Format the lines below as a JSON list of strings, one string per line, leaving out the blank lines.

--*--

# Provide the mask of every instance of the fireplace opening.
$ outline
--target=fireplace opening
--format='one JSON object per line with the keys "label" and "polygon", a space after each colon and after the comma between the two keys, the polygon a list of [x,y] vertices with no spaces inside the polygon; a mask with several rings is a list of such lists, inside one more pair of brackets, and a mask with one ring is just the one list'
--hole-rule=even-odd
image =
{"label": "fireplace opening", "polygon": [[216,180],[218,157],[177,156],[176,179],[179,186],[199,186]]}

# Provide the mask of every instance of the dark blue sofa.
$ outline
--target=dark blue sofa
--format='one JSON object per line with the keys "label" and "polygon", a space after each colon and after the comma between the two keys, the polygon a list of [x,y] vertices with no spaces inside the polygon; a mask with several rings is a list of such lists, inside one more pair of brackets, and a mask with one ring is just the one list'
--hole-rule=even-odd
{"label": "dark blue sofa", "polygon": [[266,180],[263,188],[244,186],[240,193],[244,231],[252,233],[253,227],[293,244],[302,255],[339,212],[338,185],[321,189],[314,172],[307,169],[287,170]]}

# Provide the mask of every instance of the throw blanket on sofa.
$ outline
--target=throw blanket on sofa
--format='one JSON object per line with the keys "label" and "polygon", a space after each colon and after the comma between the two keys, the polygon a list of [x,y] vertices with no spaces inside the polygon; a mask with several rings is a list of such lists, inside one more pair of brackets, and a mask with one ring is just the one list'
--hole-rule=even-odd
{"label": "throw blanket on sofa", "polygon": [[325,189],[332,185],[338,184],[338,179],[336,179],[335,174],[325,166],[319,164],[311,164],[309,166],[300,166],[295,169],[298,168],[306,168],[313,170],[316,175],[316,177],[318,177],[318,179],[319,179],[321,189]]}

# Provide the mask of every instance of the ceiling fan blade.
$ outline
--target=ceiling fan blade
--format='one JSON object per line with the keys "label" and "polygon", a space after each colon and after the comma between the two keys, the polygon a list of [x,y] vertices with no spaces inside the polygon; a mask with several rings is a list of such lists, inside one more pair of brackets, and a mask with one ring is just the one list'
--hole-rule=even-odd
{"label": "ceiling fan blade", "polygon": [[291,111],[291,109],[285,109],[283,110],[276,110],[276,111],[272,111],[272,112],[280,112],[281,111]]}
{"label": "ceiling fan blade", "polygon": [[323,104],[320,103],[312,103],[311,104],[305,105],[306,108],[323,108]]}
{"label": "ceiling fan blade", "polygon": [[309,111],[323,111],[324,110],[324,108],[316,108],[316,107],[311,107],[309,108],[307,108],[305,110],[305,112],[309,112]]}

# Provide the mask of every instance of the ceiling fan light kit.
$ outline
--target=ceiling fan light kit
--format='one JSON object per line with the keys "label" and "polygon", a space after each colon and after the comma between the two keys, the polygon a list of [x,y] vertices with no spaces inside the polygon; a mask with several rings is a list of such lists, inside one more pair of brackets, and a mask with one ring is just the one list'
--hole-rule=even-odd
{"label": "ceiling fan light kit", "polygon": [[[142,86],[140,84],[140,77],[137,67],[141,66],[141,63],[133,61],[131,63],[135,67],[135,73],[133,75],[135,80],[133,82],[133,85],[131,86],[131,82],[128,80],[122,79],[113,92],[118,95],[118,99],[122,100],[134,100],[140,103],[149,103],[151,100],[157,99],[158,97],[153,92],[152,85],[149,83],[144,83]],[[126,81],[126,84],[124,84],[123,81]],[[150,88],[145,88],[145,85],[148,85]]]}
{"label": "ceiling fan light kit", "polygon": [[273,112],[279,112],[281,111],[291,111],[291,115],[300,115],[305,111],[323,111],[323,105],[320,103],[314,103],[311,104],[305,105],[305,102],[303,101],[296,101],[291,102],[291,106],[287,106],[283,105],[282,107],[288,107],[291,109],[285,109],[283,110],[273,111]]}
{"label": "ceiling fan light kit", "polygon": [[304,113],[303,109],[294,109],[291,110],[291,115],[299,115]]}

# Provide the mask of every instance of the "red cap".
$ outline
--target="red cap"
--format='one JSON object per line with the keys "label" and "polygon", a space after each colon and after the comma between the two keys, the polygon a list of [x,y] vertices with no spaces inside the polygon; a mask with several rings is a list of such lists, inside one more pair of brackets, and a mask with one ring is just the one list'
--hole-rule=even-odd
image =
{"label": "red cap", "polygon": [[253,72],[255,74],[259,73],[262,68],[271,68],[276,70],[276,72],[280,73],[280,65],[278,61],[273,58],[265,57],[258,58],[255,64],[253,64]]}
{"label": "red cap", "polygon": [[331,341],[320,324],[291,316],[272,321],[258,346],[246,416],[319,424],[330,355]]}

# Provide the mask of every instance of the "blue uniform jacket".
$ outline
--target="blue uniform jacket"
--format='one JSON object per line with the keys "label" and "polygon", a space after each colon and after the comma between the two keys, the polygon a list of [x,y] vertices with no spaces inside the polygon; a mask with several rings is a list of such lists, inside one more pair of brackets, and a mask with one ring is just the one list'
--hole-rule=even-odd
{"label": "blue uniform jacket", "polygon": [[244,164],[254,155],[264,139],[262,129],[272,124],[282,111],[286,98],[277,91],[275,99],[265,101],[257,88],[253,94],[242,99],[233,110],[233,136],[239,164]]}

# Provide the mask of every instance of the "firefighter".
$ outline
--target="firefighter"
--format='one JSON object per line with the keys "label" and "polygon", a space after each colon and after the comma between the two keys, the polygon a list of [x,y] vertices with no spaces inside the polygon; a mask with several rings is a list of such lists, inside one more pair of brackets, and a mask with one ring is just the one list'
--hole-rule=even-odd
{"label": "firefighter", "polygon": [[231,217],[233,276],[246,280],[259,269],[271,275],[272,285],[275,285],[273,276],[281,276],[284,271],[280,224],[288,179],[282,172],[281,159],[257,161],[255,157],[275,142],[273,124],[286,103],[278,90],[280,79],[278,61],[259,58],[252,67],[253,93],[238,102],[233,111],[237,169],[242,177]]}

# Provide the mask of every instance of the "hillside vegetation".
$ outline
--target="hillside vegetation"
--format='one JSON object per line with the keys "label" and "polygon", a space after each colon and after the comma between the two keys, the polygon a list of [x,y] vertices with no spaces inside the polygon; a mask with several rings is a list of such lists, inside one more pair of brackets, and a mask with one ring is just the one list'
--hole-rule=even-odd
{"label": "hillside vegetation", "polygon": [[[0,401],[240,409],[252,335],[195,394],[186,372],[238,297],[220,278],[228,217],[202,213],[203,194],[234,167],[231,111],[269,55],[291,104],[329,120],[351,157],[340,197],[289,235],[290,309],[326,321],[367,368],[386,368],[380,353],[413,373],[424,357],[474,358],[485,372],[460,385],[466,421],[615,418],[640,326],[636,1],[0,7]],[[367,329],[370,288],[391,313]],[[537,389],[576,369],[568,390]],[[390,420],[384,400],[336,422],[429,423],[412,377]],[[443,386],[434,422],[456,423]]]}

--*--

- [SOLUTION TO THE EXERCISE]:
[
  "# Provide the mask of every instance of the fireplace opening.",
  "$ outline",
  "--target=fireplace opening",
  "--format='one JSON object per line with the keys \"label\" and \"polygon\", a space after each colon and after the comma between the two keys, the polygon a list of [x,y] vertices with no spaces inside the polygon; a mask with several rings is a list of such lists, inside one more pair of brackets, and a mask with one ring is just the one list'",
  "--hole-rule=even-odd",
  "image =",
  "{\"label\": \"fireplace opening\", \"polygon\": [[216,180],[218,157],[177,156],[176,179],[179,186],[199,186]]}",
  "# Provide the mask of every instance of the dark blue sofa.",
  "$ outline",
  "--target=dark blue sofa",
  "--format='one JSON object per line with the keys \"label\" and \"polygon\", a space after each colon and after the comma between the two keys, the polygon a list of [x,y] vertices with no spaces inside the polygon; a mask with several rings is a list of such lists, inside one more pair of brackets, and a mask with one ring is just the one list'",
  "--hole-rule=even-odd",
  "{\"label\": \"dark blue sofa\", \"polygon\": [[266,180],[263,188],[244,186],[240,193],[244,231],[252,233],[253,227],[293,244],[302,255],[339,212],[338,185],[321,189],[314,172],[307,169],[287,170]]}",
  "# Provide the mask of every instance of the throw blanket on sofa.",
  "$ outline",
  "--target=throw blanket on sofa",
  "--format='one JSON object per line with the keys \"label\" and \"polygon\", a space after each colon and after the comma between the two keys, the polygon a list of [x,y] vertices with no spaces inside the polygon; a mask with several rings is a list of such lists, inside one more pair of brackets, and a mask with one ring is just the one list'",
  "--hole-rule=even-odd",
  "{\"label\": \"throw blanket on sofa\", \"polygon\": [[325,189],[332,185],[338,184],[338,179],[336,179],[335,174],[325,166],[319,164],[311,164],[309,166],[300,166],[295,169],[298,168],[306,168],[313,170],[316,175],[316,177],[318,177],[318,179],[319,179],[321,189]]}",
  "# Provide the mask of every instance of the ceiling fan blade.",
  "$ outline",
  "--target=ceiling fan blade",
  "--format='one JSON object per line with the keys \"label\" and \"polygon\", a space after each colon and after the comma between the two keys, the polygon a list of [x,y] vertices with no spaces inside the polygon; a mask with several rings is a list of such lists, inside one more pair of brackets, and a mask with one ring is just the one list'",
  "--hole-rule=even-odd",
  "{\"label\": \"ceiling fan blade\", \"polygon\": [[291,111],[291,109],[285,109],[283,110],[276,110],[276,111],[272,111],[272,112],[280,112],[281,111]]}",
  "{\"label\": \"ceiling fan blade\", \"polygon\": [[323,104],[320,103],[312,103],[311,104],[305,105],[306,108],[323,108]]}",
  "{\"label\": \"ceiling fan blade\", \"polygon\": [[309,111],[323,111],[324,110],[324,108],[316,108],[316,107],[311,107],[309,108],[307,108],[305,110],[305,112],[309,112]]}",
  "# Provide the mask of every instance of the ceiling fan light kit.",
  "$ outline",
  "--target=ceiling fan light kit",
  "--format='one JSON object per line with the keys \"label\" and \"polygon\", a space after each colon and after the comma between the two keys, the polygon a list of [x,y] vertices with no spaces inside the polygon; a mask with several rings is a list of such lists, inside one more pair of brackets, and a mask with one ring is just the one list'",
  "--hole-rule=even-odd",
  "{\"label\": \"ceiling fan light kit\", \"polygon\": [[[142,86],[140,84],[140,77],[137,67],[141,66],[141,63],[133,61],[131,63],[135,67],[135,73],[133,75],[135,80],[133,82],[133,85],[131,86],[131,82],[128,80],[122,79],[113,92],[118,95],[118,99],[122,100],[134,100],[140,103],[149,103],[151,100],[157,99],[158,97],[153,92],[152,85],[149,83],[144,83]],[[126,81],[126,84],[124,84],[123,81]],[[150,88],[145,88],[145,85],[148,85]]]}",
  "{\"label\": \"ceiling fan light kit\", \"polygon\": [[273,112],[279,112],[281,111],[291,111],[291,115],[300,115],[305,111],[323,111],[323,105],[320,103],[314,103],[311,104],[305,105],[305,102],[303,101],[296,101],[291,102],[291,106],[287,106],[283,105],[282,107],[288,107],[291,109],[285,109],[283,110],[273,111]]}",
  "{\"label\": \"ceiling fan light kit\", \"polygon\": [[304,113],[303,109],[294,109],[291,110],[291,115],[299,115]]}",
  "# Provide the mask of every instance of the \"red cap\".",
  "$ outline",
  "--target=\"red cap\"",
  "--format='one JSON object per line with the keys \"label\" and \"polygon\", a space after each colon and after the comma between the two keys, the polygon a list of [x,y] vertices with no spaces inside the polygon; a mask with several rings is a list of such lists, inside one more pair of brackets, and a mask with one ring is just the one list'",
  "--hole-rule=even-odd",
  "image =",
  "{\"label\": \"red cap\", \"polygon\": [[253,72],[255,74],[259,73],[262,68],[271,68],[276,70],[276,72],[280,73],[280,65],[278,61],[273,58],[265,57],[258,58],[255,64],[253,64]]}",
  "{\"label\": \"red cap\", \"polygon\": [[331,341],[320,324],[291,316],[272,321],[258,346],[246,416],[319,424],[330,355]]}",
  "# Provide the mask of every instance of the \"blue uniform jacket\".",
  "$ outline",
  "--target=\"blue uniform jacket\"",
  "--format='one JSON object per line with the keys \"label\" and \"polygon\", a space after each colon and after the comma between the two keys, the polygon a list of [x,y] vertices with no spaces inside the polygon; a mask with several rings is a list of such lists, inside one more pair of brackets, and a mask with one ring is just the one list'",
  "--hole-rule=even-odd",
  "{\"label\": \"blue uniform jacket\", \"polygon\": [[244,164],[254,155],[264,139],[262,129],[272,124],[282,111],[286,98],[277,91],[275,99],[265,101],[257,88],[253,94],[242,99],[233,110],[233,136],[239,164]]}",
  "# Provide the mask of every instance of the \"firefighter\".",
  "$ outline",
  "--target=\"firefighter\"",
  "--format='one JSON object per line with the keys \"label\" and \"polygon\", a space after each colon and after the comma between the two keys, the polygon a list of [x,y] vertices with no spaces inside the polygon; a mask with several rings is a list of such lists, inside one more pair of brackets, and a mask with one ring is just the one list'",
  "--hole-rule=even-odd",
  "{\"label\": \"firefighter\", \"polygon\": [[231,217],[233,276],[246,280],[259,269],[271,275],[272,285],[275,285],[273,276],[281,276],[284,271],[280,224],[288,179],[282,172],[281,159],[257,161],[255,157],[275,142],[273,124],[286,103],[278,90],[280,79],[278,61],[259,58],[252,67],[253,93],[238,102],[233,111],[237,169],[242,177]]}",
  "# Provide the mask of every instance of the \"hillside vegetation\".",
  "$ outline",
  "--target=\"hillside vegetation\"",
  "--format='one JSON object per line with the keys \"label\" and \"polygon\", a space after each colon and after the comma between the two keys, the polygon a list of [x,y] vertices with no spaces inside the polygon; a mask with several rings is a list of such lists, inside one more pair of brackets, and a mask with one ring is just the one list'",
  "--hole-rule=even-odd",
  "{\"label\": \"hillside vegetation\", \"polygon\": [[[0,401],[240,409],[252,335],[195,394],[186,372],[238,297],[220,278],[228,217],[202,213],[203,194],[234,167],[231,111],[269,55],[291,104],[329,120],[351,157],[340,197],[289,235],[290,309],[326,321],[367,368],[386,368],[380,353],[413,373],[424,357],[474,358],[485,372],[460,385],[466,421],[615,418],[640,326],[636,1],[0,7]],[[367,329],[370,288],[391,313]],[[537,389],[576,369],[568,390]],[[390,420],[384,400],[336,422],[429,423],[412,377]],[[443,386],[434,422],[456,423]]]}"
]